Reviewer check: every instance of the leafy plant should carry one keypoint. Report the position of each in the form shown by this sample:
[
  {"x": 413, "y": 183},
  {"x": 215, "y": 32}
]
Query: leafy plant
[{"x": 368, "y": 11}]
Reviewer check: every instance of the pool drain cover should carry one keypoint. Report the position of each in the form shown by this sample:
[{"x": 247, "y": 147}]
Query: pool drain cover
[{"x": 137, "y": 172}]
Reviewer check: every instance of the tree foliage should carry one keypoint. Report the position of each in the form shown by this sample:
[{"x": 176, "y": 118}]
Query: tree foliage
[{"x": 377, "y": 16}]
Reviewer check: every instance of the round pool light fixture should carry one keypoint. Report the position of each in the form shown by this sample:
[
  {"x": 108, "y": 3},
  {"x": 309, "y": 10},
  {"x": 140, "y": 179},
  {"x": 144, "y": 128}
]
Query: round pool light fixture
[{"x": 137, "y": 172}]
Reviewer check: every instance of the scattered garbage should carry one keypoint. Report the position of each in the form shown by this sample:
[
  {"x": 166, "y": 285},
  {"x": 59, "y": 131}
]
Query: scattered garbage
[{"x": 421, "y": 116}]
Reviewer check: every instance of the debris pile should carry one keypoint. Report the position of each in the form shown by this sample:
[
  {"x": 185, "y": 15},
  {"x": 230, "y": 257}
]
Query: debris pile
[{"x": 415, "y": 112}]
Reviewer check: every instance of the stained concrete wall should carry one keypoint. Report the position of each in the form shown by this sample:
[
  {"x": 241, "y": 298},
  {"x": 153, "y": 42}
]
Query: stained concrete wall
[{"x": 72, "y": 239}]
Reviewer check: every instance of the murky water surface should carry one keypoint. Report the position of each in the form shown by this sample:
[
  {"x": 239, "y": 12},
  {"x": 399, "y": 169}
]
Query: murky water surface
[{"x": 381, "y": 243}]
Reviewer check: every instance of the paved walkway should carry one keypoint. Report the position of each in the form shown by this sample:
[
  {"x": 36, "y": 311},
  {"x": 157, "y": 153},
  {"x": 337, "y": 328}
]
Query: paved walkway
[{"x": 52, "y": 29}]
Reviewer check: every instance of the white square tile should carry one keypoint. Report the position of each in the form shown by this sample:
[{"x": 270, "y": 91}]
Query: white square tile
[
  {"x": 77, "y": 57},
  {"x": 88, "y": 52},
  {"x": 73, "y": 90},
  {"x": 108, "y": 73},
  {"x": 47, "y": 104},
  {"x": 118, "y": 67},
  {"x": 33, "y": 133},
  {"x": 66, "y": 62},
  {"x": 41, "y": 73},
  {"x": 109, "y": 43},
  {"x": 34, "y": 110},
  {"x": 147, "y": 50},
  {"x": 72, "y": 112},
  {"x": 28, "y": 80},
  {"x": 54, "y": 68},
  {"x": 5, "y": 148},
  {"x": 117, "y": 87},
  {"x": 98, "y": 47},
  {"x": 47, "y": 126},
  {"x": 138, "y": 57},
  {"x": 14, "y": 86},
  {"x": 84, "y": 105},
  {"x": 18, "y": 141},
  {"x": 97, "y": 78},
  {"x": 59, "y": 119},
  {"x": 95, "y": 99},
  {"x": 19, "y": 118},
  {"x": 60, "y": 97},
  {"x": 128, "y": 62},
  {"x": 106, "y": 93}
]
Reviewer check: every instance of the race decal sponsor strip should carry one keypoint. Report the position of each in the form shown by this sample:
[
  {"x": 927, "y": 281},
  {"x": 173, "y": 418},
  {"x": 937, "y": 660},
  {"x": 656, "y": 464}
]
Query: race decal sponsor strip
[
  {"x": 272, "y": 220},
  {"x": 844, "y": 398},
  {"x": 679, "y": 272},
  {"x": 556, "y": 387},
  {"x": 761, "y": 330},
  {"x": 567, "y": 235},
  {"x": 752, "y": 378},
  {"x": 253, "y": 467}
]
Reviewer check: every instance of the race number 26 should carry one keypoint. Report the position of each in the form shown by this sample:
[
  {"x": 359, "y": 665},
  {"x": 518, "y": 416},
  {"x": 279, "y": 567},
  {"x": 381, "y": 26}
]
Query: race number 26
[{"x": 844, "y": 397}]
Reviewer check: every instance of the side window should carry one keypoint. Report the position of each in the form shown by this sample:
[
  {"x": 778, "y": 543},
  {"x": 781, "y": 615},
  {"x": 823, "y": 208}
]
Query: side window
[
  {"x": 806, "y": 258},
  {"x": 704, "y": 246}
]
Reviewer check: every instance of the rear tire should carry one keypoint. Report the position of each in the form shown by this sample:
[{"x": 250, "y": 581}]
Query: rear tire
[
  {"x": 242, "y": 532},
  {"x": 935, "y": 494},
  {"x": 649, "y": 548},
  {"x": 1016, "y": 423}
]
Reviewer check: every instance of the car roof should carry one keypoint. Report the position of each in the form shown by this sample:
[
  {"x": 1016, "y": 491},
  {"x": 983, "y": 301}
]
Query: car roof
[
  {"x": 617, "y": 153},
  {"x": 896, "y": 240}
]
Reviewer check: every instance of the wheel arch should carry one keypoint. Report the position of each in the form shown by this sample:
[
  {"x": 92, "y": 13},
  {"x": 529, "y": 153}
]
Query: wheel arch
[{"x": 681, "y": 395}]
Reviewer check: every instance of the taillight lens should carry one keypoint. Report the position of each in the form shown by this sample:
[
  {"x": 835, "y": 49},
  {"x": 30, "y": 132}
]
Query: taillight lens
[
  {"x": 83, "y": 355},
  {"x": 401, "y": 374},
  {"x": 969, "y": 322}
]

- Aim of the exercise
Repeat the entries above exactly, leaving nothing out.

- The result
Reviewer check: every instance of the leafy plant should carry one keypoint. Report the position of each in the form shown by this sample:
[
  {"x": 413, "y": 183},
  {"x": 215, "y": 32}
]
Query: leafy plant
[{"x": 368, "y": 11}]
Reviewer check: every instance of the pool drain cover should carry one keypoint. Report the position of each in the form shown by this sample:
[{"x": 247, "y": 147}]
Query: pool drain cover
[{"x": 137, "y": 172}]
Reviewer check: every instance of the tree foliage should carry one keypoint. Report the position of each in the form shown by this sample:
[{"x": 176, "y": 118}]
Query: tree foliage
[{"x": 377, "y": 16}]
Reviewer check: every instance of the round pool light fixture should carry one keypoint. Report the position of each in the form shown by this sample:
[
  {"x": 108, "y": 3},
  {"x": 309, "y": 10},
  {"x": 140, "y": 179},
  {"x": 144, "y": 128}
]
Query: round pool light fixture
[{"x": 137, "y": 172}]
Reviewer check: every instance of the scattered garbage should carry one keypoint. Report the position of each in the form shown by this sample:
[
  {"x": 166, "y": 285},
  {"x": 59, "y": 131}
]
Query: scattered garbage
[{"x": 421, "y": 116}]
Reviewer check: every instance of the debris pile should carry one keypoint. Report the position of each in the form shown by this sample:
[
  {"x": 185, "y": 15},
  {"x": 230, "y": 257}
]
Query: debris pile
[{"x": 415, "y": 112}]
Reviewer check: every instance of the stained concrete wall should carry one keypoint. Report the position of each in the form shown by this sample:
[
  {"x": 241, "y": 298},
  {"x": 153, "y": 42}
]
Query: stained concrete wall
[{"x": 72, "y": 239}]
Reviewer check: every instance of the murky water surface should carry one keypoint. Report the position of each in the form shown by this sample:
[
  {"x": 239, "y": 12},
  {"x": 399, "y": 169}
]
Query: murky water surface
[{"x": 381, "y": 243}]
Reviewer check: every instance of the paved walkway should carry one keypoint. Report the position of each in the form shown by this sample:
[
  {"x": 36, "y": 311},
  {"x": 157, "y": 153},
  {"x": 337, "y": 328}
]
Query: paved walkway
[{"x": 52, "y": 29}]
Reviewer check: every instance of the white square tile should carry one keypoint. Report the position of each in the form shown by this sample:
[{"x": 270, "y": 91}]
Query: white square tile
[
  {"x": 77, "y": 57},
  {"x": 88, "y": 52},
  {"x": 73, "y": 90},
  {"x": 108, "y": 73},
  {"x": 47, "y": 104},
  {"x": 118, "y": 67},
  {"x": 33, "y": 133},
  {"x": 66, "y": 62},
  {"x": 41, "y": 73},
  {"x": 109, "y": 43},
  {"x": 34, "y": 110},
  {"x": 147, "y": 50},
  {"x": 72, "y": 112},
  {"x": 28, "y": 80},
  {"x": 54, "y": 68},
  {"x": 5, "y": 148},
  {"x": 117, "y": 87},
  {"x": 98, "y": 47},
  {"x": 47, "y": 126},
  {"x": 138, "y": 57},
  {"x": 14, "y": 86},
  {"x": 84, "y": 105},
  {"x": 18, "y": 141},
  {"x": 97, "y": 78},
  {"x": 59, "y": 119},
  {"x": 95, "y": 99},
  {"x": 19, "y": 118},
  {"x": 60, "y": 97},
  {"x": 128, "y": 62},
  {"x": 106, "y": 93}
]
Reviewer check: every instance of the race decal sponsor strip should carry one keypoint. Report the position of each in the form shown by this sample:
[
  {"x": 927, "y": 281},
  {"x": 173, "y": 418},
  {"x": 937, "y": 660},
  {"x": 656, "y": 464}
]
Query: race decal sponsor strip
[
  {"x": 272, "y": 220},
  {"x": 844, "y": 398},
  {"x": 679, "y": 272},
  {"x": 556, "y": 387},
  {"x": 761, "y": 330},
  {"x": 567, "y": 235},
  {"x": 752, "y": 378},
  {"x": 253, "y": 467}
]
Reviewer check: every instance of the race number 26 should carry one keypoint. Report the position of each in the form shown by this sample:
[
  {"x": 359, "y": 665},
  {"x": 518, "y": 416},
  {"x": 279, "y": 567},
  {"x": 381, "y": 26}
]
Query: race number 26
[{"x": 844, "y": 397}]
Reviewer check: every instance of the side window should carry one keypoint. Report the position of each in the form shown by this sample:
[
  {"x": 778, "y": 543},
  {"x": 781, "y": 615},
  {"x": 823, "y": 208}
]
Query: side window
[
  {"x": 806, "y": 258},
  {"x": 704, "y": 246}
]
Reviewer check: every instance of the rear tire should carry one keypoint. Report the position of each in the form shown by this sample:
[{"x": 250, "y": 581}]
Query: rear tire
[
  {"x": 242, "y": 532},
  {"x": 935, "y": 494},
  {"x": 649, "y": 548},
  {"x": 1016, "y": 423}
]
Reviewer check: every instance of the car roof should carry one keypoint. Report the position of each in the form shown by this sample:
[
  {"x": 1016, "y": 491},
  {"x": 983, "y": 301}
]
Query: car roof
[
  {"x": 617, "y": 153},
  {"x": 896, "y": 240}
]
Reviewer check: every instance of the wheel arch should carry one keypoint. Report the position of each in the form shown by this sample:
[
  {"x": 92, "y": 13},
  {"x": 529, "y": 153}
]
Query: wheel arch
[{"x": 681, "y": 395}]
Reviewer check: every instance of the taillight lens should carry one keypoint. Report the position of each in the form shown by this sample:
[
  {"x": 835, "y": 49},
  {"x": 30, "y": 132}
]
Query: taillight lens
[
  {"x": 83, "y": 355},
  {"x": 401, "y": 374},
  {"x": 969, "y": 322}
]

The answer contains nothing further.